But with growth comes change. We’ve been blessed to have a lot of talented people contribute to this site over the years, and as they produce quality work, and others across the industry recognize it, they earn interest for their services. That then leads to some having to sign off for bigger opportunities. I see that as a great positive for the brand. Would it be nice to have more consistency and keep a crew together for years? Of course. I know it’d make Demetri’s life a lot easier. If we’re losing people for the right reasons though, and they’re landing opportunities that help them advance their careers, I’m going to be happy for their success, and trust that we’ll find others to keep us moving forward. The success of our team helps make what we do more attractive to others because it shows that if you do good consistent work here, you can put yourself in a position to attract attention.
Over the past two months, I have challenged Demetri Ravanos to invest more time talking to people about writing for us. Expanding our Barrett News Media roster is a priority. So too is adding quality people to help us improve Barrett Sports Media. BSM has had just under seven years to earn trust with readers. BNM has had less than two. We’ve put out ads on our website and newsletters, social posts, an ad on Indeed, and we’ve reached out directly to people who we’ve felt may be able to add something interesting to our brand. Most of my time is spent listening to stations and talking with clients, but my eyes are always roaming looking for content, and my mind is always thinking about what we can create next to make an impact.

Directive 1 ▸ Reproduce the passage on staffing and recruitment at Barrett Media in its entirety, word for word.

Available records ▸
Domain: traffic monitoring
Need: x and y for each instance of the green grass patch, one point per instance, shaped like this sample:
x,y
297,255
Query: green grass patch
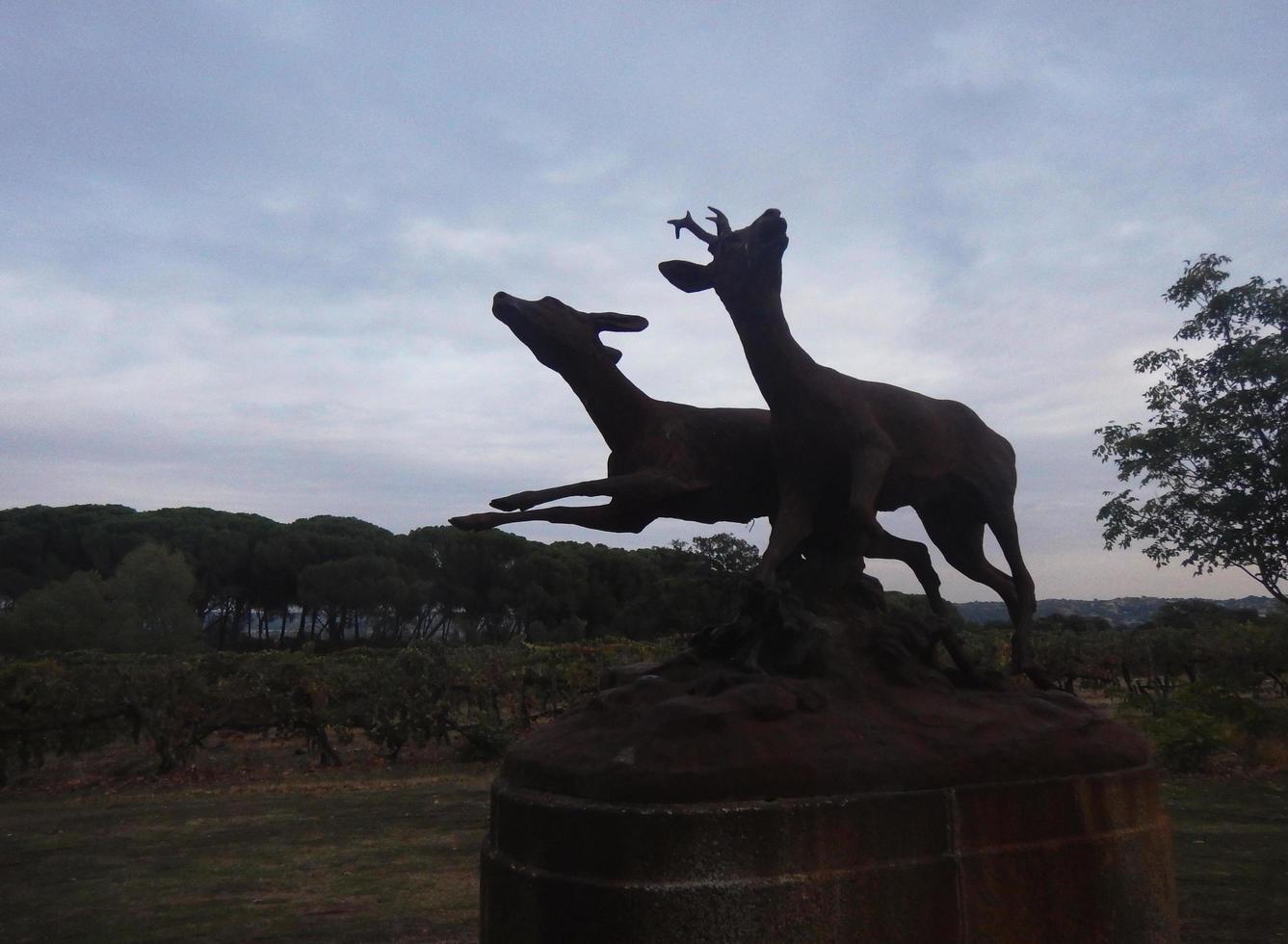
x,y
355,856
1231,858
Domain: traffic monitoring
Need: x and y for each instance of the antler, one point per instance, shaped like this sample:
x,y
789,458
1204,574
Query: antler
x,y
691,224
722,222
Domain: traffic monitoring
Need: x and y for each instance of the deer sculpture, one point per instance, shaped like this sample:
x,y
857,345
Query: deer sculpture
x,y
845,448
668,459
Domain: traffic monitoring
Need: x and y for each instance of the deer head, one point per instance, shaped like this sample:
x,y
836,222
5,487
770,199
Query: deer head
x,y
744,262
561,336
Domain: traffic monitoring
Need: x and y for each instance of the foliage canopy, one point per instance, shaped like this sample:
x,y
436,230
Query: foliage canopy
x,y
1214,458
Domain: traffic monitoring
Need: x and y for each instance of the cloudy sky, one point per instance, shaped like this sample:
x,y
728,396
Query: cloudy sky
x,y
248,249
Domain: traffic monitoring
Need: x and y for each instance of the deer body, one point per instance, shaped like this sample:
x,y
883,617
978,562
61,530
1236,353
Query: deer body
x,y
845,448
668,459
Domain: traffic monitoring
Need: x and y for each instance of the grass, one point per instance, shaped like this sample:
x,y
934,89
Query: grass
x,y
1231,858
351,855
258,844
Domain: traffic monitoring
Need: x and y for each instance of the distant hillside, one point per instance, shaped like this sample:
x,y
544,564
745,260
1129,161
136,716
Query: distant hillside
x,y
1123,611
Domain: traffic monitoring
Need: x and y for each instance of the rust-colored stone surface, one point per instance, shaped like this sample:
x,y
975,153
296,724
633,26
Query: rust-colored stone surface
x,y
1066,860
696,733
697,802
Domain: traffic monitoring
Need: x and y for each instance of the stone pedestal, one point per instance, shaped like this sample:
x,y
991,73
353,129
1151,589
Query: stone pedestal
x,y
702,805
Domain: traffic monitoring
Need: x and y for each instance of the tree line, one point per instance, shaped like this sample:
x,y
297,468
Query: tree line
x,y
110,577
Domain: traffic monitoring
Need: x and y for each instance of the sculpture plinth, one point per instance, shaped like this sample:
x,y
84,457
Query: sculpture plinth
x,y
806,773
702,803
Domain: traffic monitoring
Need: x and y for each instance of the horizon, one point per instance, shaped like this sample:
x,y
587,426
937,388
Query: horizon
x,y
250,250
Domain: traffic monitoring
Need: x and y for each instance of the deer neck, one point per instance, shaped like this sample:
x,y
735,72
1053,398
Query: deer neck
x,y
778,363
615,405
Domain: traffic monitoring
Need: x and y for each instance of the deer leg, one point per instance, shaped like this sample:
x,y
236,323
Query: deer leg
x,y
959,538
1002,524
886,546
627,518
792,524
642,485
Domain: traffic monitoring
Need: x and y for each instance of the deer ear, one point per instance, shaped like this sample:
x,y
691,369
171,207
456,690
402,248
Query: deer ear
x,y
612,321
688,277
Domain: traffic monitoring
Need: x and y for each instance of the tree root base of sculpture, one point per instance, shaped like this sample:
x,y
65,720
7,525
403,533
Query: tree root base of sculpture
x,y
706,802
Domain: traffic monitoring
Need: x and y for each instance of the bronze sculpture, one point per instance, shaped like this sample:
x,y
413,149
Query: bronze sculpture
x,y
847,448
668,459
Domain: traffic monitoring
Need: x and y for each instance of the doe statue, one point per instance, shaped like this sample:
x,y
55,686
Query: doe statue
x,y
845,448
805,773
668,459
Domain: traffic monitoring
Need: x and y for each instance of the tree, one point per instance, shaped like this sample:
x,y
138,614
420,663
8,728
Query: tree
x,y
1215,454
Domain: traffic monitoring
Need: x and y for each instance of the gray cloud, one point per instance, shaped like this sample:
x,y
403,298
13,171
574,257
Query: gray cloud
x,y
249,250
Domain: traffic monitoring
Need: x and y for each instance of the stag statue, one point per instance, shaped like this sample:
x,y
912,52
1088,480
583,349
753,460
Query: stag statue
x,y
845,448
668,459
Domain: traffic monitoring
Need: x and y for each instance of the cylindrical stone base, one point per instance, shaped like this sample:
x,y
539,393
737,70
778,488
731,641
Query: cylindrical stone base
x,y
1077,859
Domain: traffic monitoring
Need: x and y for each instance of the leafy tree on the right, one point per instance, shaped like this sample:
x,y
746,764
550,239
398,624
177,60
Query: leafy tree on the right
x,y
1212,461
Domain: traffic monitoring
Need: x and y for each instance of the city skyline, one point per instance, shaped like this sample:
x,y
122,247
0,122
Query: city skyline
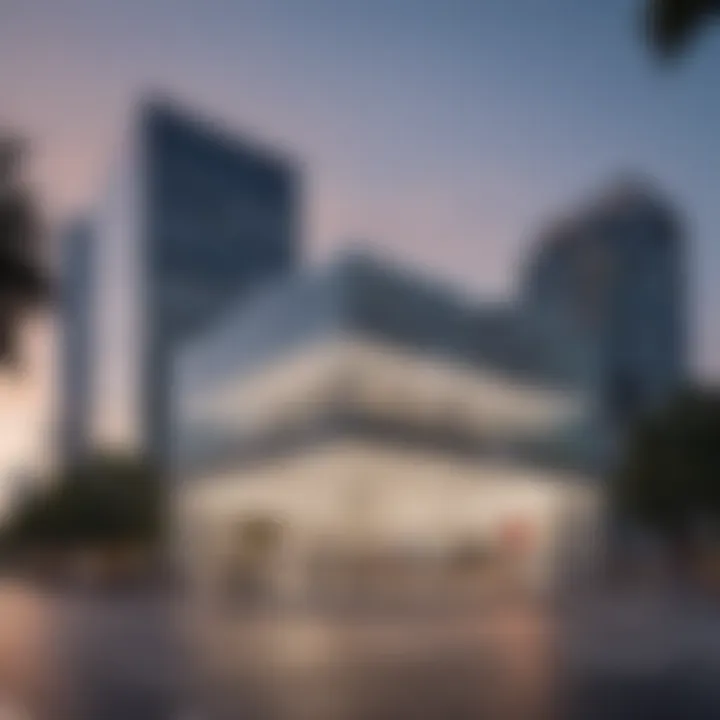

Directive 2 ▸ Gather every line of the rows that contains the string "distant". Case counts.

Result 1 ▸
But with growth comes change. We’ve been blessed to have a lot of talented people contribute to this site over the years, and as they produce quality work, and others across the industry recognize it, they earn interest for their services. That then leads to some having to sign off for bigger opportunities. I see that as a great positive for the brand. Would it be nice to have more consistency and keep a crew together for years? Of course. I know it’d make Demetri’s life a lot easier. If we’re losing people for the right reasons though, and they’re landing opportunities that help them advance their careers, I’m going to be happy for their success, and trust that we’ll find others to keep us moving forward. The success of our team helps make what we do more attractive to others because it shows that if you do good consistent work here, you can put yourself in a position to attract attention.
Over the past two months, I have challenged Demetri Ravanos to invest more time talking to people about writing for us. Expanding our Barrett News Media roster is a priority. So too is adding quality people to help us improve Barrett Sports Media. BSM has had just under seven years to earn trust with readers. BNM has had less than two. We’ve put out ads on our website and newsletters, social posts, an ad on Indeed, and we’ve reached out directly to people who we’ve felt may be able to add something interesting to our brand. Most of my time is spent listening to stations and talking with clients, but my eyes are always roaming looking for content, and my mind is always thinking about what we can create next to make an impact.

Result 2 ▸
Need: x and y for each instance of the distant hillside, one point per instance, shaped like this sample:
Query: distant hillside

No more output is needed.